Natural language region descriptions
=-=-=-=-=
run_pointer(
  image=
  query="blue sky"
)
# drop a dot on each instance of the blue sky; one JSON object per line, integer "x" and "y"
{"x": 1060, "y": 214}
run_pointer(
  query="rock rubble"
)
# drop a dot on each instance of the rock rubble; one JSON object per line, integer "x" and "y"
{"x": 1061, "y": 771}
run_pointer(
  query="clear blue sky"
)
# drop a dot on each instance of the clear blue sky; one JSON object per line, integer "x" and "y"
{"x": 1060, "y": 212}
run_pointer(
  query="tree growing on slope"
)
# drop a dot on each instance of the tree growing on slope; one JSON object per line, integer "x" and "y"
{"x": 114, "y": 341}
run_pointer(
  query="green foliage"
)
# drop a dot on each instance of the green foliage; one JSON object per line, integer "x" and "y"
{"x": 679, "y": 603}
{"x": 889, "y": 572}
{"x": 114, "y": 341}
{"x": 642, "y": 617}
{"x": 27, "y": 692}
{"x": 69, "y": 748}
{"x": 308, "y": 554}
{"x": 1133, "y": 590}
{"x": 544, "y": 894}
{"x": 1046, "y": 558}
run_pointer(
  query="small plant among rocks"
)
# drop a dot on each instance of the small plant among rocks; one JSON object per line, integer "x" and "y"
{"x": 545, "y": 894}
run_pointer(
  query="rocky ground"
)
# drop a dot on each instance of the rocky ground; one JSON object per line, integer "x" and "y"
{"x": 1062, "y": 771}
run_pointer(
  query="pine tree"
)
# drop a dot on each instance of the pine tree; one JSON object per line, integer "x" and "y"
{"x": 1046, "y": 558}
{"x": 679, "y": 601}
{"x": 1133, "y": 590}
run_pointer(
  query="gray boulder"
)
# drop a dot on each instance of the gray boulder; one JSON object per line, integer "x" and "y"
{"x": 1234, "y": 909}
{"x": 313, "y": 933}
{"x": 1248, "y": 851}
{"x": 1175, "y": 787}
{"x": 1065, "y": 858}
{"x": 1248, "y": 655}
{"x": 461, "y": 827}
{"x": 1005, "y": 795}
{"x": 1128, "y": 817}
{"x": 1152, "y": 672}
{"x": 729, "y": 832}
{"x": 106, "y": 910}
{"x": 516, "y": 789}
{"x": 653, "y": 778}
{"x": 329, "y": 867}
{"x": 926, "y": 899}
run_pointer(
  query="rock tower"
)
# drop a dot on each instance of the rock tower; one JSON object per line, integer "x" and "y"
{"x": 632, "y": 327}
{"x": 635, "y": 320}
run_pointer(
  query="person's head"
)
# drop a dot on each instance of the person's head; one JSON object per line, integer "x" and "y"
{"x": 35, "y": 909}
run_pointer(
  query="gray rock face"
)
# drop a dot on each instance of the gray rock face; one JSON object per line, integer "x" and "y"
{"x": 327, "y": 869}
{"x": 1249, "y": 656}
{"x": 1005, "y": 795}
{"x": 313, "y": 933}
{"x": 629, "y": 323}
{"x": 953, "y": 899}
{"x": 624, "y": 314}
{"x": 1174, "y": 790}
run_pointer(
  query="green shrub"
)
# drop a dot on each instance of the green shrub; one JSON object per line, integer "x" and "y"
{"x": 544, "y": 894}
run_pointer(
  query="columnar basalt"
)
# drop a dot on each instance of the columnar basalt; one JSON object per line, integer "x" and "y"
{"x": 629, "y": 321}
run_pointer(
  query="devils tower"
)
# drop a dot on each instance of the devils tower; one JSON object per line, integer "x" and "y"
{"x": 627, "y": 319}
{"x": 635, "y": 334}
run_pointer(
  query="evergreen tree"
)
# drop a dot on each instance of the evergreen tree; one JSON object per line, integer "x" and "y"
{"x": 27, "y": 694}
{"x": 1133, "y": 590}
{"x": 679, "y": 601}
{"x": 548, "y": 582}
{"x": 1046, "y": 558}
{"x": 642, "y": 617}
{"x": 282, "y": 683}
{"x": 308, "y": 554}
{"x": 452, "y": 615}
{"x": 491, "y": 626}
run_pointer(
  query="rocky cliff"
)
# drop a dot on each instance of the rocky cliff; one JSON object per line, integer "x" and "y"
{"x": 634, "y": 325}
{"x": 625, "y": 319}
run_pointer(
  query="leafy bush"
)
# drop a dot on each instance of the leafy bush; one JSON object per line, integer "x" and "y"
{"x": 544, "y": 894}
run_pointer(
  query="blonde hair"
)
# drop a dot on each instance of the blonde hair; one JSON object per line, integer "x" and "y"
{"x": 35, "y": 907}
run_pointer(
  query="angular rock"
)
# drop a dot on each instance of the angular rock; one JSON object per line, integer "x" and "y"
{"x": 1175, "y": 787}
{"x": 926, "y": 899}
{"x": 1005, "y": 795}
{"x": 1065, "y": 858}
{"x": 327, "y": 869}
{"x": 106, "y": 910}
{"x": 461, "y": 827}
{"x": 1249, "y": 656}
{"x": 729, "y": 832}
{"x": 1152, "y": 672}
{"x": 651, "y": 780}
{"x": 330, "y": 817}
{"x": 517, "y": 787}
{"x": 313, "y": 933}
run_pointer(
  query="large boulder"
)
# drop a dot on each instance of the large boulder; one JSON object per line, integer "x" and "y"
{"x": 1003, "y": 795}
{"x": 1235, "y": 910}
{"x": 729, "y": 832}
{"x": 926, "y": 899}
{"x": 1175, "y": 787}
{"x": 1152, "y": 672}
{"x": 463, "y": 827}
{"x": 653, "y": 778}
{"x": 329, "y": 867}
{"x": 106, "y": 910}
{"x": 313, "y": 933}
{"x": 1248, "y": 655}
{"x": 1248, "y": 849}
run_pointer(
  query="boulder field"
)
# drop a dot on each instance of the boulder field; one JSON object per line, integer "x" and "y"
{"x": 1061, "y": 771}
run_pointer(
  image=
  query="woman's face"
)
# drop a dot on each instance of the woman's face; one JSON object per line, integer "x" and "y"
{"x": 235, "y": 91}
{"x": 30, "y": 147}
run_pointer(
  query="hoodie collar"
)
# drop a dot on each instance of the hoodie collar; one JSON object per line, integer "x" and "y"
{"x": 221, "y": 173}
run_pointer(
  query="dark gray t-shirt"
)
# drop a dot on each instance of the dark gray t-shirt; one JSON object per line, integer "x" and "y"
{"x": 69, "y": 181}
=-=-=-=-=
PROBLEM TO SOLVE >>
Each entry shown above is to be duplicated exactly.

FINISHED TASK >>
run_pointer(
  image=
  query="blue sky"
)
# drop a dot on each instance of the blue sky; one JSON object per line, integer "x" and "y"
{"x": 1060, "y": 214}
run_pointer(
  query="rock rubble"
)
# drop a dot on each instance of the rock rubble; one JSON object per line, integer "x" and "y"
{"x": 1061, "y": 771}
run_pointer(
  query="clear blue sky"
)
# drop a dot on each instance of the clear blue sky; one JSON object per line, integer "x" and "y"
{"x": 1060, "y": 212}
run_pointer(
  query="tree growing on slope"
)
# drop a dot on each instance of the tree growing on slope; one JSON object per line, integer "x" and "y"
{"x": 114, "y": 341}
run_pointer(
  query="green foliage"
)
# drop a dot on each instance of the green foliage; one JSON object per line, integer "x" and "y"
{"x": 679, "y": 603}
{"x": 889, "y": 572}
{"x": 114, "y": 341}
{"x": 642, "y": 617}
{"x": 27, "y": 692}
{"x": 69, "y": 748}
{"x": 308, "y": 554}
{"x": 1133, "y": 590}
{"x": 544, "y": 894}
{"x": 1046, "y": 558}
run_pointer(
  query="small plant among rocks"
)
# drop a dot on each instance of the small plant among rocks; one JSON object per line, integer "x" and "y"
{"x": 545, "y": 894}
run_pointer(
  query="rocky ground"
)
# drop a dot on each instance of the rocky ground; one JSON object per line, integer "x" and "y"
{"x": 1062, "y": 771}
run_pointer(
  query="pine tree"
)
# drop a dot on each instance of the pine tree; one JSON object per line, integer "x" and "y"
{"x": 1046, "y": 558}
{"x": 679, "y": 601}
{"x": 1133, "y": 590}
run_pointer(
  query="gray boulder"
)
# drop a dot on each instance of the gray boulder; one JSON object per line, integer "x" and "y"
{"x": 1234, "y": 909}
{"x": 313, "y": 933}
{"x": 1248, "y": 851}
{"x": 1175, "y": 787}
{"x": 1065, "y": 858}
{"x": 1248, "y": 655}
{"x": 461, "y": 827}
{"x": 1005, "y": 795}
{"x": 1128, "y": 817}
{"x": 1152, "y": 672}
{"x": 729, "y": 832}
{"x": 106, "y": 910}
{"x": 516, "y": 789}
{"x": 653, "y": 778}
{"x": 329, "y": 867}
{"x": 926, "y": 899}
run_pointer(
  query="rock tower"
)
# drop a dot on each instance of the rock tower; one JSON object per line, integer "x" and "y"
{"x": 632, "y": 327}
{"x": 635, "y": 320}
run_pointer(
  query="person's head"
)
# drop a dot on each instance of the person's head; one JSON object per line, integer "x" and "y"
{"x": 35, "y": 909}
run_pointer(
  query="gray rock face"
)
# drop a dot on each instance of the gray rock face; one JSON object per line, integer "x" and "y"
{"x": 327, "y": 869}
{"x": 1249, "y": 656}
{"x": 1005, "y": 795}
{"x": 313, "y": 933}
{"x": 629, "y": 323}
{"x": 953, "y": 899}
{"x": 624, "y": 314}
{"x": 1174, "y": 790}
run_pointer(
  query="green shrub"
)
# drop a dot on each instance of the green shrub; one JSON object per line, integer "x" and "y"
{"x": 544, "y": 894}
run_pointer(
  query="columnar basalt"
)
# drop a dot on each instance of the columnar basalt; one JSON object per line, integer "x" and "y"
{"x": 629, "y": 321}
run_pointer(
  query="devils tower"
)
# drop a dot on each instance of the devils tower; one JSON object per line, integer "x" and "y"
{"x": 627, "y": 319}
{"x": 635, "y": 334}
run_pointer(
  query="evergreen tree"
)
# drop a dot on each instance of the evergreen tree; one JSON object per line, integer "x" and "y"
{"x": 27, "y": 694}
{"x": 1133, "y": 590}
{"x": 679, "y": 601}
{"x": 548, "y": 582}
{"x": 1046, "y": 558}
{"x": 642, "y": 617}
{"x": 282, "y": 683}
{"x": 308, "y": 554}
{"x": 452, "y": 615}
{"x": 491, "y": 626}
run_pointer(
  query="rocky cliff"
)
# drop a dot on each instance of the rocky cliff; one JSON object per line, integer "x" and "y"
{"x": 634, "y": 325}
{"x": 625, "y": 319}
run_pointer(
  query="leafy bush"
)
# drop a dot on each instance of the leafy bush; one JSON object per line, integer "x" and "y"
{"x": 544, "y": 894}
run_pointer(
  query="blonde hair"
)
# drop a dot on each instance of the blonde hair; one JSON object per line, integer "x" and "y"
{"x": 35, "y": 907}
run_pointer(
  query="angular rock"
)
# drop a dot on each instance of the angular rock; one JSON object per line, integer "x" and "y"
{"x": 1175, "y": 787}
{"x": 926, "y": 899}
{"x": 1005, "y": 795}
{"x": 1065, "y": 858}
{"x": 327, "y": 869}
{"x": 106, "y": 910}
{"x": 461, "y": 827}
{"x": 1249, "y": 656}
{"x": 729, "y": 832}
{"x": 1152, "y": 672}
{"x": 651, "y": 780}
{"x": 330, "y": 817}
{"x": 517, "y": 787}
{"x": 313, "y": 933}
run_pointer(
  query="large boulder"
)
# drop a dot on each instance of the large boulder; one JSON object per line, integer "x" and "y"
{"x": 1003, "y": 795}
{"x": 1235, "y": 910}
{"x": 729, "y": 832}
{"x": 926, "y": 899}
{"x": 1175, "y": 787}
{"x": 1152, "y": 672}
{"x": 463, "y": 827}
{"x": 653, "y": 778}
{"x": 329, "y": 867}
{"x": 106, "y": 910}
{"x": 313, "y": 933}
{"x": 1248, "y": 655}
{"x": 1248, "y": 849}
run_pointer(
  query="boulder field"
)
# drop a dot on each instance of the boulder field; one JSON object per line, integer "x" and "y"
{"x": 1061, "y": 771}
run_pointer(
  image=
  query="woman's face"
)
# drop a dot on each instance of the woman's face; one JSON object per line, integer "x" and "y"
{"x": 235, "y": 91}
{"x": 30, "y": 147}
run_pointer(
  query="hoodie collar"
)
# drop a dot on each instance of the hoodie collar; one JSON object per line, integer "x" and "y"
{"x": 221, "y": 173}
run_pointer(
  query="dark gray t-shirt"
)
# drop a dot on each instance of the dark gray t-shirt; one JSON object per line, integer "x" and "y"
{"x": 69, "y": 181}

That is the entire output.